## REQUIRED ACTION
What has already been installed at HMP Channings Wood so that older inmates can visit the prison's library, according to the article about elderly inmates' care?

HMP Channings Wood's care of elderly inmates 'concerning'
Elderly inmates at a Devon prison are not getting the health care they need, according to inspectors.
The Independent Monitoring Board (IMB) said there are "significant gaps" in the treatment regime of prisoners at HMP Channings Wood.
IMB chair Sue Jackson, said its elderly population is growing and a 3% budget cut makes things harder to address.
The Ministry of Justice said positive steps were being made to address prisoners' needs.
In its annual report for 2010-2011, the IMB said there was an "extensive" use of locum doctors.
"Ideally, the health care centre at Channings Wood should be a GP surgery within the prison and prisoners should have exactly the same access to facilities as you and I have," Ms Jackson said.
"Unfortunately, that's not the case. It can be incredibly difficult to find staff to staff the unit and GPs to come in when they're supposed to."
She said this had led to "significant gaps in coverage" of care at what is an old prison that does not have all suitable facilities required.
A stair lift has already been installed to allow older inmates to visit the prison's library, but the IMB chair said money needed to be spent on adapting shower facilities and buying other mobility aids.
However, a Prison Service spokesperson said the IMB's report had been "positive", including recognition that HMP Channings Wood provided a respectful and safe custodial environment.
In a statement responding to Ms Jackson's concerns, the service said: "We are working hard to ensure that prisons are equipped to meet the demands of an ageing prison population and that the public is suitably protected.
"Age, disability or illness do not necessarily mitigate against risk to the public - or risk of reoffending - so we must ensure that prisons are equipped to meet the complex health and personal care needs of these prisoners."
But Ms Jackson said HMP Channings Wood faced a 3% cut in its government budget, which could make it more difficult to resolve the current concerns.
"I would not like the governor's job for all the tea in China... I don't know how he's going to find the cuts he has to find," she added.

## GIVEN INFORMATION
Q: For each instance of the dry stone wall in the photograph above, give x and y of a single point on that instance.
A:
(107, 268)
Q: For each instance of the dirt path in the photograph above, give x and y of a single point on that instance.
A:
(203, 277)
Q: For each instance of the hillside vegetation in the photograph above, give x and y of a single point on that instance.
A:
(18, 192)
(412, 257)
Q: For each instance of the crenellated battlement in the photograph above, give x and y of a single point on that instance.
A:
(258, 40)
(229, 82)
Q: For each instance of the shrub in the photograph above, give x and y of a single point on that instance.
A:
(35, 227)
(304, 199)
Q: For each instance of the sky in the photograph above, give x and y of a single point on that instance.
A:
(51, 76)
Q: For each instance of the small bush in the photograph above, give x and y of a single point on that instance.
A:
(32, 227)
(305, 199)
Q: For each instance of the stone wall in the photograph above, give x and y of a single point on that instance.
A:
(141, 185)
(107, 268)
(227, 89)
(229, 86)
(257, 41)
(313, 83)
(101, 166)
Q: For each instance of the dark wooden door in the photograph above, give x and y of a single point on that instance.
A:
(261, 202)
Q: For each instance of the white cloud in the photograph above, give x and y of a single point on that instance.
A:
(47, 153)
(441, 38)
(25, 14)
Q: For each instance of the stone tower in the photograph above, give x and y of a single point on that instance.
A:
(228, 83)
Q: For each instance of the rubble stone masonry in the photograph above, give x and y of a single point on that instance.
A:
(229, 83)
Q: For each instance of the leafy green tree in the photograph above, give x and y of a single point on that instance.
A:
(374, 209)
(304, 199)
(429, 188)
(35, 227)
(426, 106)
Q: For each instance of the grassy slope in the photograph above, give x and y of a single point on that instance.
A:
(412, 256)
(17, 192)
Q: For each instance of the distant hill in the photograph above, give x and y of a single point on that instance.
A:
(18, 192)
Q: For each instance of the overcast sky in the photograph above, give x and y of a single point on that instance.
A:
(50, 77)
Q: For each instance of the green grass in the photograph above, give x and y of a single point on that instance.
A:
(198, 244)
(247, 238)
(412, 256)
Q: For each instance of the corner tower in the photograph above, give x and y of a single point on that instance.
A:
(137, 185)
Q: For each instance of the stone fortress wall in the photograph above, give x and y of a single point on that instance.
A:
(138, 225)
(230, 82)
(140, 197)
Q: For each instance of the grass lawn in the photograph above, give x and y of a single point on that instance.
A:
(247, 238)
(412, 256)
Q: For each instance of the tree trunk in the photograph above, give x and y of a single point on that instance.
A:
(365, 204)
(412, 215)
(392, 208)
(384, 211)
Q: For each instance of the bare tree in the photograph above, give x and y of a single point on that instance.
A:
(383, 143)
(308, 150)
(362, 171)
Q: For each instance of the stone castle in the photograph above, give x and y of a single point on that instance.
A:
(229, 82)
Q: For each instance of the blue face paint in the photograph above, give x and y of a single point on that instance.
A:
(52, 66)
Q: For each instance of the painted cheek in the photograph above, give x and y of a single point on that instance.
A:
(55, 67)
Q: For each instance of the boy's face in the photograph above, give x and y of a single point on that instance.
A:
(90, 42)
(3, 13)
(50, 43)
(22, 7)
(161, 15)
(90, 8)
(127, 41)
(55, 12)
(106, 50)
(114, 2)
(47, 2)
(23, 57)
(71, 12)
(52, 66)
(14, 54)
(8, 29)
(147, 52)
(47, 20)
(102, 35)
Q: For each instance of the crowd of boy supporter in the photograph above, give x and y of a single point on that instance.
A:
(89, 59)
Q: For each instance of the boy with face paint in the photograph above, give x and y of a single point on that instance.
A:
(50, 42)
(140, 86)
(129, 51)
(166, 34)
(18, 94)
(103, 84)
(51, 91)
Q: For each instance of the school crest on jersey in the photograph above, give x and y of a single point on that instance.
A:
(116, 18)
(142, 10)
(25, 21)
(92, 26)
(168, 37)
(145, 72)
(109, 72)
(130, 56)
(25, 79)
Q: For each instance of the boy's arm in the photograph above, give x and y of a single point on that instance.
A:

## RESULT FOR THIS TASK
A stair lift.